**OBJETIVO DE LA TAREA**
Indique cuántas líneas de los ítems que aparecen a continuación contienen la cadena "Class". Responda únicamente con el número.

**DATOS DEL EJERCICIO**

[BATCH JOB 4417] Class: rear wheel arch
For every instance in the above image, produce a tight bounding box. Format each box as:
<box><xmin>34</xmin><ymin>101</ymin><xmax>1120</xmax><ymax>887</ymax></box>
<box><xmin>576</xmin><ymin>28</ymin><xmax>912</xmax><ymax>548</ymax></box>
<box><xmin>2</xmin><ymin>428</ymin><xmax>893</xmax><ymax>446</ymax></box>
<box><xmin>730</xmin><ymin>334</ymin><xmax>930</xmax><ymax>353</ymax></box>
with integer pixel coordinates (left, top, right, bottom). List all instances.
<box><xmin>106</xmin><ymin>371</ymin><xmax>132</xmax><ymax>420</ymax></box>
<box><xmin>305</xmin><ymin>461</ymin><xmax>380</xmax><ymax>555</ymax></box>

---

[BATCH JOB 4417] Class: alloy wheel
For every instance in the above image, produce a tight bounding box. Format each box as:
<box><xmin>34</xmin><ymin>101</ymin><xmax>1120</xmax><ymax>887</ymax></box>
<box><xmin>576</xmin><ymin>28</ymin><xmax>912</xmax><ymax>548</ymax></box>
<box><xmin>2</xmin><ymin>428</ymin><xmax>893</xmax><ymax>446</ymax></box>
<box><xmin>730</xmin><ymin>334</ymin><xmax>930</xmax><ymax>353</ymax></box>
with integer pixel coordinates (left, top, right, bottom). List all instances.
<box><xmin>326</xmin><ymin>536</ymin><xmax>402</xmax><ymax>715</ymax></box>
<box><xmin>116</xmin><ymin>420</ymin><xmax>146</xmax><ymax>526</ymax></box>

**EJERCICIO RESUELTO**
2